■ **What to work on**:
Print the passage below on sin and the need for a Saviour word for word, from "Now what is" up to and including "wisdom, in purity.".

But are there no men and women in the world who are free from this corruption of nature? Have there not been high and exalted souls who have every now and then lived faultless lives? Have there not been some, if it be only a few, who have done all that God required, and thus proved that sinless perfection is a possibility? No, reader: there have been none. Look over all the biographies and lives of the holiest Christians; mark how the brightest and best of Christ’s people have always had the deepest sense of their own defectiveness and corruption. They groan, they mourn, they sigh, they weep over their own shortcomings: it is one of the common grounds on which they meet. Patriarchs and Apostles, Fathers and Reformers,—all are alike agreed in feeling their own sinfulness. The more light they have, the more humble and self-abased they seem to be; the more holy they are, the more they seem to feel their own unworthiness, and to glory, not in themselves, but in Christ.

Now what does all this seem to prove? To my eyes it seems to prove that human nature is so tainted and corrupt that, left to himself, no man could be saved. Man’s case appears to be a hopeless one without a Saviour,—and that a mighty Saviour too. There must be a Mediator, an Atonement, an Advocate, to make such poor sinful beings acceptable with God: and I find this nowhere, excepting in Jesus Christ. Heaven for man without a mighty Redeemer, peace with God for man without a mighty Intercessor, eternal life for man without an eternal Saviour,—in one word, salvation without Christ,—all alike appear to me utter impossibilities.

The doctrine of our text must be true, because God is what God is.

Now what is God? That is a deep question indeed. We know something of His attributes: He has not left Himself without witness in creation; He has mercifully revealed to us many things about Himself in His Word. We know that God is a Spirit,—eternal, invisible, almighty,—the Maker of all things, the Preserver of all things,—holy, just, all-seeing, all-knowing, all-remembering,— infinite in mercy, in wisdom, in purity.

■ **Information shown**:
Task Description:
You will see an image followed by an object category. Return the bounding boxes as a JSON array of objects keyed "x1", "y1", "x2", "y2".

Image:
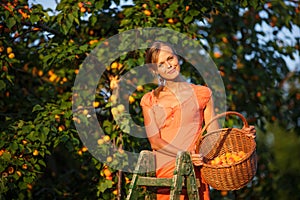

■ **Task output**:
Now what is God? That is a deep question indeed. We know something of His attributes: He has not left Himself without witness in creation; He has mercifully revealed to us many things about Himself in His Word. We know that God is a Spirit,—eternal, invisible, almighty,—the Maker of all things, the Preserver of all things,—holy, just, all-seeing, all-knowing, all-remembering,— infinite in mercy, in wisdom, in purity.